_Brano scelto_:
================
L‘integrazione tra emozione e dati nella comunicazione moderna
Attenzione però spiega Marisandra Lizzi, comunicatrice e fondatrice di Mirandola Comunicazione “non si tratta di contrapporre emozione e dato, bensì di integrarli. Le emozioni sono la porta d’ingresso, i dati sono ciò che consolida la fiducia”
La nuova grammatica del brand
Il consumatore oggi non cerca più un brand che gli parli in modo patinato. Cerca un interlocutore che lo ascolti, che capisca i suoi bisogni, che stia al suo fianco nella realizzazione delle proprie passioni. E questa non è retorica: è strategia. È business. Una strategia d’eccellenza passa dalla consapevolezza che al centro non c’è più il prodotto, ma la persona.
La nuova relazione tra brand e consumatori
Lo ha detto anche Dave Kerpen, columnist del New York Times: “I consumatori non si preoccupano di te, si preoccupano principalmente di loro stessi”. E allora i brand devono imparare a esserci senza pesare, a diventare rilevanti senza essere ingombranti. A essere presenti, ma non invadenti. Invisibili, persino, ma nel modo giusto. Quello che lascia spazio, ma non lascia soli.
================
_Dati mostrati_:

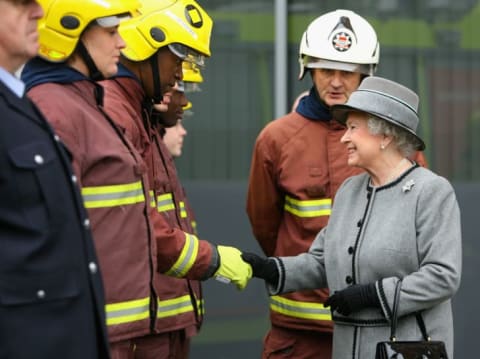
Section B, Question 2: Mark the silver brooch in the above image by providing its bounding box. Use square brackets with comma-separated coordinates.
[402, 180, 415, 193]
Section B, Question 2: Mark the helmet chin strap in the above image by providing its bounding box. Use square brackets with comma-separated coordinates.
[146, 53, 163, 126]
[77, 40, 105, 81]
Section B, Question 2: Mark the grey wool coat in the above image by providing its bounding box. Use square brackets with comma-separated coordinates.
[269, 165, 462, 359]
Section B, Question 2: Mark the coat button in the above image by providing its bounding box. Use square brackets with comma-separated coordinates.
[33, 155, 44, 165]
[88, 262, 97, 274]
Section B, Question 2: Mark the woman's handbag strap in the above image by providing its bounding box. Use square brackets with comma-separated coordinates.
[390, 279, 430, 341]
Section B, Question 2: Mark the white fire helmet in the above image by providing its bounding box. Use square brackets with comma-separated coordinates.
[298, 10, 380, 80]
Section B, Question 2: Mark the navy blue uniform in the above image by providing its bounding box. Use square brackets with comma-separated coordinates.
[0, 81, 109, 359]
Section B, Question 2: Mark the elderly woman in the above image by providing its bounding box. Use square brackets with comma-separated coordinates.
[243, 77, 461, 359]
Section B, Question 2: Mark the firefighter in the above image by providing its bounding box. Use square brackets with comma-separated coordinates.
[0, 0, 109, 359]
[247, 10, 380, 359]
[102, 0, 251, 358]
[247, 10, 425, 359]
[22, 0, 249, 359]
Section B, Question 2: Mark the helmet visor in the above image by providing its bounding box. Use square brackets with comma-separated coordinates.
[95, 13, 131, 27]
[168, 42, 205, 67]
[303, 56, 374, 75]
[184, 82, 202, 93]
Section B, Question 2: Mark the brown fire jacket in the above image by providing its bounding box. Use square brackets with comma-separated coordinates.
[247, 112, 359, 331]
[247, 112, 426, 332]
[29, 80, 156, 342]
[102, 77, 216, 334]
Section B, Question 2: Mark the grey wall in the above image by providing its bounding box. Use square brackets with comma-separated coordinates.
[185, 181, 480, 359]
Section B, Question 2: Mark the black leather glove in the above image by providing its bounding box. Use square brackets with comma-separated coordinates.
[324, 283, 380, 315]
[242, 252, 279, 286]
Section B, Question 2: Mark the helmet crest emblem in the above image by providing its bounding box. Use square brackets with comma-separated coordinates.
[331, 16, 356, 52]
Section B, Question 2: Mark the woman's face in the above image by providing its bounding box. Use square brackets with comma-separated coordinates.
[340, 112, 384, 170]
[82, 25, 125, 78]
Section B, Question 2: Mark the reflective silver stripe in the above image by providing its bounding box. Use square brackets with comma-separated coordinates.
[166, 232, 198, 278]
[270, 295, 332, 320]
[157, 294, 193, 318]
[284, 195, 332, 218]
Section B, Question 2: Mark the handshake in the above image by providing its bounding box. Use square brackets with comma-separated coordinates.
[213, 246, 278, 290]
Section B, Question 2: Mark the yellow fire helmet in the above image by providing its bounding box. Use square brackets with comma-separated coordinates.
[38, 0, 140, 62]
[119, 0, 213, 66]
[182, 61, 203, 93]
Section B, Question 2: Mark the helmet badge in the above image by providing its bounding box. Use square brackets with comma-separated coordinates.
[185, 4, 203, 29]
[332, 32, 352, 52]
[330, 16, 355, 52]
[60, 15, 80, 30]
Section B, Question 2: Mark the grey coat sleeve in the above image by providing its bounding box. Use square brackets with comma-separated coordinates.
[268, 227, 327, 295]
[378, 176, 462, 317]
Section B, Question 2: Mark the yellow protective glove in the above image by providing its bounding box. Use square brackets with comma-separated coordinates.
[213, 246, 252, 290]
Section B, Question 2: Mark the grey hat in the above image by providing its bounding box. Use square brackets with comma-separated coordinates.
[331, 76, 425, 150]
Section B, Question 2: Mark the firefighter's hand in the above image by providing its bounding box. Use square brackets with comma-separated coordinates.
[153, 92, 172, 112]
[213, 246, 252, 290]
[242, 253, 279, 286]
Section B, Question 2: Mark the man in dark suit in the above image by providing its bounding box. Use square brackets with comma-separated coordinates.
[0, 0, 109, 359]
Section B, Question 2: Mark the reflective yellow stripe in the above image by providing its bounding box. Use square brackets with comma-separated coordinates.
[270, 295, 332, 320]
[157, 193, 175, 212]
[179, 201, 187, 218]
[197, 299, 205, 315]
[157, 294, 193, 318]
[190, 221, 197, 234]
[166, 233, 198, 278]
[284, 196, 332, 217]
[105, 297, 150, 325]
[148, 191, 157, 208]
[82, 181, 145, 208]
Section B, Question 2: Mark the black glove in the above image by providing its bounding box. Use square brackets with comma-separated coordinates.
[242, 252, 279, 286]
[324, 283, 380, 315]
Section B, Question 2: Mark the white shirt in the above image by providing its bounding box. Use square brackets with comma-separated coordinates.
[0, 67, 25, 98]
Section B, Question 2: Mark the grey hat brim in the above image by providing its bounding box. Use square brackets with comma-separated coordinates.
[331, 105, 425, 151]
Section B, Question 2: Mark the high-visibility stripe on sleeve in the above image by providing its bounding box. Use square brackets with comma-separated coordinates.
[82, 181, 145, 208]
[105, 297, 150, 325]
[178, 201, 187, 218]
[148, 191, 157, 208]
[166, 232, 199, 278]
[270, 295, 332, 320]
[157, 294, 193, 318]
[157, 193, 175, 212]
[284, 195, 332, 218]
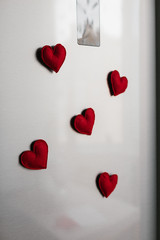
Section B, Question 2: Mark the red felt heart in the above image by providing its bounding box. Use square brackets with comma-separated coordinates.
[110, 70, 128, 96]
[20, 139, 48, 170]
[74, 108, 95, 135]
[41, 44, 66, 73]
[98, 172, 118, 198]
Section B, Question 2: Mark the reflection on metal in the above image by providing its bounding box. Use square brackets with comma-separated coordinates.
[77, 0, 100, 47]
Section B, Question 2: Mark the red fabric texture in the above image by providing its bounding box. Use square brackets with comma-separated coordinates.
[20, 139, 48, 170]
[111, 70, 128, 96]
[98, 172, 118, 198]
[74, 108, 95, 135]
[41, 44, 66, 73]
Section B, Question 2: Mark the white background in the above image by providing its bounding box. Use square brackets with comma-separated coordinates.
[0, 0, 155, 240]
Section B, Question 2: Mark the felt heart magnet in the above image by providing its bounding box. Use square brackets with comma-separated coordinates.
[98, 172, 118, 198]
[108, 70, 128, 96]
[41, 44, 66, 73]
[20, 139, 48, 170]
[73, 108, 95, 135]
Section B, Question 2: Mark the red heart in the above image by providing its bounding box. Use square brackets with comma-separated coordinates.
[20, 139, 48, 170]
[98, 172, 118, 198]
[110, 70, 128, 96]
[41, 44, 66, 73]
[74, 108, 95, 135]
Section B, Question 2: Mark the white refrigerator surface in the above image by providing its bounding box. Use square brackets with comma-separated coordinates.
[0, 0, 156, 240]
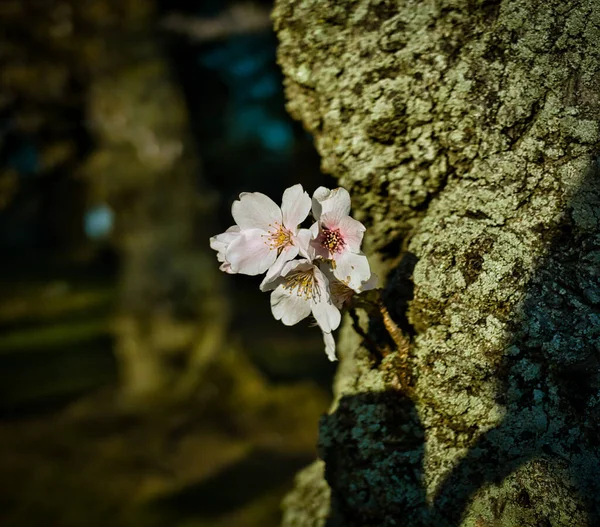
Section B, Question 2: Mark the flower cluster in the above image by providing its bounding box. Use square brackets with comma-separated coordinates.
[210, 185, 375, 360]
================
_Esercizi_:
A: Elenca tutti i titoli di sezione che compaiono nel testo sulla comunicazione dei brand.
B: Prosegui il testo sulla comunicazione dei brand dopo la sua ultima frase.

_Soluzioni in ordine_:
A:
- L’integrazione tra emozione e dati nella comunicazione moderna
- La nuova grammatica del brand
- La nuova relazione tra brand e consumatori

B:
Una caratteristica utile, anche (e soprattutto) nella comunicazione istituzionale e pubblica dove l’aspetto emozionale si sta ritagliando uno spazio sempre maggiore. Uno dei casi più recenti è la campagna del Quebec sui rischi dell’attraversamento pedonale non sulle strisce. È interessante perché è radicato in un evento fisico, che però poi guadagna visibilità grazie alla produzione dello spot.
La Regione Toscana, per “Climatica 25” un evento dedicato alla lotta dell’ente istituzionale guidato da Eugenio Giani all’effetto dei cambiamenti climatici e degli eventi meterologici estremi ha deciso di aprire i lavori con un breve spot emozionale per introdurre i partecipanti al tema centrale dell’evento senza citare dati e senza l’utilizzo di slide.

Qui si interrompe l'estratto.